:: Recorded information

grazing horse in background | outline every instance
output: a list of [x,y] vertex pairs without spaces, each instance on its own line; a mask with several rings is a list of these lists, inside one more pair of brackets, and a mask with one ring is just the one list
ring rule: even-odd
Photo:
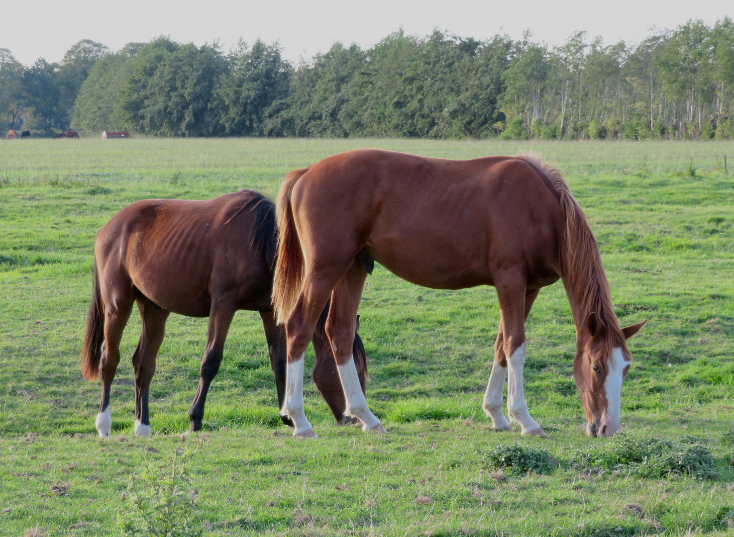
[[[85,379],[102,377],[102,401],[95,422],[101,436],[110,434],[110,386],[120,362],[120,341],[133,304],[142,333],[133,355],[136,434],[150,435],[148,390],[156,357],[171,312],[208,317],[206,347],[196,397],[189,410],[191,429],[202,426],[209,385],[222,362],[225,339],[235,313],[260,313],[275,374],[279,408],[286,384],[286,335],[271,303],[277,247],[275,208],[252,190],[206,201],[145,200],[128,205],[102,228],[95,244],[94,286],[81,361]],[[346,408],[336,362],[324,326],[314,336],[313,380],[340,423]],[[350,348],[357,357],[364,390],[367,362],[362,340]],[[286,425],[290,418],[281,416]]]
[[273,299],[286,322],[284,412],[294,435],[316,437],[303,412],[304,352],[331,299],[326,331],[336,356],[347,414],[383,432],[357,382],[354,319],[367,272],[377,261],[409,282],[436,289],[490,285],[501,321],[483,407],[508,429],[502,396],[523,434],[544,436],[523,390],[525,321],[541,288],[563,280],[576,329],[573,373],[589,436],[619,426],[625,340],[644,321],[621,328],[601,255],[560,172],[530,157],[468,161],[365,149],[291,172],[277,201],[280,239]]

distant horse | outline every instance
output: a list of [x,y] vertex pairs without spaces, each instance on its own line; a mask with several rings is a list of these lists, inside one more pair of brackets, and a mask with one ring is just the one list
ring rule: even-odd
[[384,432],[357,382],[350,350],[366,260],[437,289],[497,288],[501,321],[483,407],[509,429],[502,395],[523,434],[545,436],[523,391],[525,321],[541,288],[562,278],[576,329],[573,373],[589,436],[619,426],[625,340],[644,321],[620,328],[599,247],[559,172],[529,157],[469,161],[359,150],[291,172],[277,201],[280,239],[273,299],[286,322],[285,412],[294,436],[316,437],[303,412],[304,351],[331,298],[326,331],[348,414]]
[[[252,190],[206,201],[139,201],[102,228],[95,244],[94,287],[81,356],[84,378],[102,378],[102,400],[95,422],[101,436],[110,434],[110,386],[134,302],[142,318],[142,333],[133,355],[136,434],[150,434],[148,390],[171,312],[209,318],[199,387],[189,410],[192,431],[201,428],[206,394],[238,310],[260,313],[282,407],[286,336],[275,323],[270,300],[277,243],[275,205]],[[346,404],[336,362],[324,333],[326,313],[313,338],[313,380],[337,421],[351,423],[344,417]],[[349,346],[357,357],[364,390],[367,362],[358,335]],[[292,425],[288,417],[281,417]]]

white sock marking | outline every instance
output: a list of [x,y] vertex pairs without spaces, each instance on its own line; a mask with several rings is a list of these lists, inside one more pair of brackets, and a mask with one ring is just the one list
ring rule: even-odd
[[135,420],[135,434],[139,436],[152,436],[150,425],[144,425],[139,420]]
[[112,417],[109,415],[109,405],[101,412],[97,414],[97,419],[94,420],[94,424],[97,427],[97,432],[102,438],[109,436],[109,431],[112,429]]
[[313,429],[303,411],[303,362],[305,354],[295,362],[288,362],[286,368],[286,400],[281,415],[290,416],[295,430],[294,436]]
[[487,391],[484,392],[484,401],[482,406],[484,413],[492,419],[492,424],[495,429],[509,428],[509,422],[502,412],[502,392],[504,391],[506,376],[507,368],[495,362],[492,365],[492,373],[490,373],[490,381],[487,383]]
[[346,398],[347,416],[356,416],[362,422],[362,430],[367,431],[379,424],[379,420],[372,414],[367,406],[367,400],[362,392],[362,385],[360,377],[357,374],[357,366],[355,365],[354,357],[349,357],[349,361],[344,365],[337,365],[339,370],[339,378],[341,379],[341,386],[344,389],[344,397]]
[[525,363],[526,343],[523,342],[507,360],[507,414],[509,419],[516,422],[523,429],[523,434],[540,425],[530,416],[528,403],[523,390],[523,365]]
[[619,415],[622,413],[622,381],[625,368],[630,362],[625,359],[622,349],[614,348],[607,359],[606,379],[604,392],[606,394],[606,412],[602,414],[600,428],[606,425],[605,434],[611,436],[619,429]]

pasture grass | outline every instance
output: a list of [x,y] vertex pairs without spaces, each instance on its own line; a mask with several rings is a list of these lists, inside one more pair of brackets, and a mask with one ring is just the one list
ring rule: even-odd
[[[313,384],[321,436],[280,425],[259,318],[239,312],[208,398],[205,428],[182,441],[206,321],[173,315],[150,391],[152,439],[131,436],[132,354],[123,341],[112,438],[95,438],[99,384],[78,365],[96,232],[143,198],[204,199],[240,187],[272,197],[288,170],[360,147],[447,158],[534,151],[567,173],[602,249],[630,341],[626,431],[705,439],[719,478],[590,472],[571,376],[575,337],[562,286],[527,324],[526,393],[548,440],[495,433],[481,409],[498,321],[493,288],[445,291],[381,267],[360,332],[368,401],[390,434],[336,427]],[[626,536],[726,533],[734,518],[734,142],[425,140],[32,140],[0,143],[0,534],[115,533],[120,494],[144,456],[164,460],[205,436],[192,467],[206,535]],[[312,360],[309,356],[308,359]],[[308,367],[308,365],[307,365]],[[548,451],[547,475],[498,475],[502,446]],[[424,481],[422,481],[424,480]]]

::::

The exercise.
Render the entries above as a two-column CSV with the header "prompt,mask" and one row per entry. Put the entry's text in "prompt" and its answer in "mask", each as a single quoted field with line breaks replaced by spaces, and omit the pictures.

Result of this task.
prompt,mask
"grazing horse in background | outline every instance output: a list of [x,y] vertex pairs without spaces, each instance on its own line; a mask with several rings is a list of these lists, inside one more pair of brackets, and a mask with one ring is just the one list ring rule: even-odd Photo:","[[[85,379],[102,377],[102,401],[95,422],[101,436],[110,434],[110,386],[120,362],[120,341],[133,304],[142,333],[133,355],[136,434],[150,435],[148,390],[156,357],[171,312],[208,317],[206,347],[196,397],[189,410],[191,429],[202,426],[209,385],[222,362],[225,339],[235,313],[260,313],[275,374],[279,408],[286,384],[286,335],[271,303],[277,247],[275,208],[252,190],[206,201],[145,200],[128,205],[102,228],[95,244],[94,286],[81,361]],[[346,408],[336,362],[324,326],[314,336],[313,380],[340,423]],[[350,348],[357,357],[364,390],[367,362],[362,340]],[[286,425],[290,418],[281,416]]] [[273,299],[286,322],[284,412],[294,435],[316,437],[303,412],[304,352],[331,299],[326,331],[336,356],[347,414],[383,432],[357,382],[354,319],[367,272],[377,261],[409,282],[436,289],[490,285],[501,321],[483,407],[508,429],[502,396],[523,434],[544,436],[523,390],[525,321],[541,288],[563,280],[576,329],[573,373],[589,436],[619,426],[625,340],[644,321],[621,328],[601,255],[560,172],[530,157],[468,161],[365,149],[291,172],[277,201],[280,239]]"
"distant horse | outline every instance output: a list of [x,y] vertex pairs without spaces, each instance on its own line; a mask with several rings is a list of these lists, inside one more pair of brackets, and a mask with one ring is just the one list ring rule: even-odd","[[384,432],[357,382],[350,350],[366,260],[437,289],[497,288],[501,321],[483,407],[509,429],[502,395],[523,434],[545,436],[523,391],[525,321],[541,288],[562,278],[576,329],[573,373],[589,436],[619,426],[625,340],[644,321],[620,328],[599,247],[559,172],[529,157],[469,161],[359,150],[291,172],[277,201],[280,239],[273,299],[286,322],[285,412],[294,436],[316,437],[303,412],[304,351],[331,298],[326,331],[348,414]] [[[252,190],[206,201],[139,201],[102,228],[95,244],[94,287],[81,356],[84,378],[102,378],[102,400],[95,422],[101,436],[110,434],[110,386],[134,302],[142,318],[142,333],[133,355],[136,434],[150,434],[148,390],[171,312],[209,318],[199,387],[189,410],[192,431],[201,428],[206,394],[238,310],[260,313],[282,407],[286,336],[275,323],[270,300],[277,243],[275,205]],[[346,404],[336,362],[324,333],[326,313],[313,338],[313,380],[337,421],[351,423],[344,417]],[[349,346],[357,357],[364,390],[367,362],[358,335]],[[292,425],[288,417],[281,417]]]"
"white sock marking | outline every instance output: a list of [x,y] vertex pairs without spaces, each instance on its own line; a mask with several rings is a list of these lists, inside one more pair of brackets, and a mask with one ring is just the one list ring rule: even-odd","[[135,420],[135,434],[139,436],[152,436],[150,425],[144,425],[139,420]] [[112,417],[109,415],[109,405],[101,412],[97,414],[97,419],[94,420],[94,424],[97,427],[97,432],[102,438],[109,436],[109,431],[112,429]] [[313,429],[303,411],[303,362],[305,354],[295,362],[288,362],[286,368],[286,400],[281,415],[290,416],[295,430],[294,436]] [[487,391],[484,392],[484,401],[482,406],[484,413],[492,419],[492,424],[495,429],[509,428],[509,422],[502,412],[502,392],[504,391],[506,376],[507,368],[495,362],[492,365],[492,373],[490,373],[490,381],[487,383]] [[346,398],[347,416],[356,416],[362,422],[362,430],[367,431],[379,424],[379,420],[372,414],[367,406],[367,400],[362,392],[362,385],[360,377],[357,374],[357,366],[355,365],[354,357],[349,357],[349,361],[344,365],[337,365],[339,370],[339,378],[341,379],[341,386],[344,389],[344,397]] [[525,363],[526,343],[523,342],[507,360],[507,414],[509,419],[516,422],[523,429],[523,434],[540,425],[530,416],[528,403],[523,390],[523,365]] [[619,415],[622,413],[622,381],[625,368],[630,362],[625,359],[622,349],[614,348],[607,359],[606,379],[604,392],[606,394],[606,412],[602,414],[600,428],[606,425],[605,434],[611,436],[619,429]]"
"pasture grass | outline every instance output: a list of [x,y] vertex pairs without spaces, each instance on its own line; a mask with several rings is a list of these lists, inside one more pair of brackets, and a mask with one ring is just the one list ring rule: even-odd","[[[313,384],[321,436],[280,425],[259,318],[239,312],[208,398],[205,428],[182,441],[206,321],[173,315],[150,391],[152,439],[131,436],[132,354],[123,341],[112,438],[95,438],[99,384],[78,365],[96,232],[143,198],[204,199],[240,187],[272,197],[288,170],[360,147],[447,158],[534,151],[567,173],[602,249],[630,341],[626,431],[705,439],[719,478],[590,472],[571,376],[575,337],[562,286],[527,324],[526,393],[548,440],[495,433],[481,409],[498,321],[493,288],[445,291],[381,267],[360,332],[368,401],[390,434],[336,427]],[[626,536],[726,533],[734,518],[734,142],[425,140],[32,140],[0,143],[0,534],[115,533],[120,494],[144,456],[164,460],[205,436],[192,467],[206,535]],[[312,360],[309,356],[308,359]],[[308,367],[308,365],[307,365]],[[548,451],[547,475],[498,475],[502,446]],[[424,481],[422,481],[424,480]]]"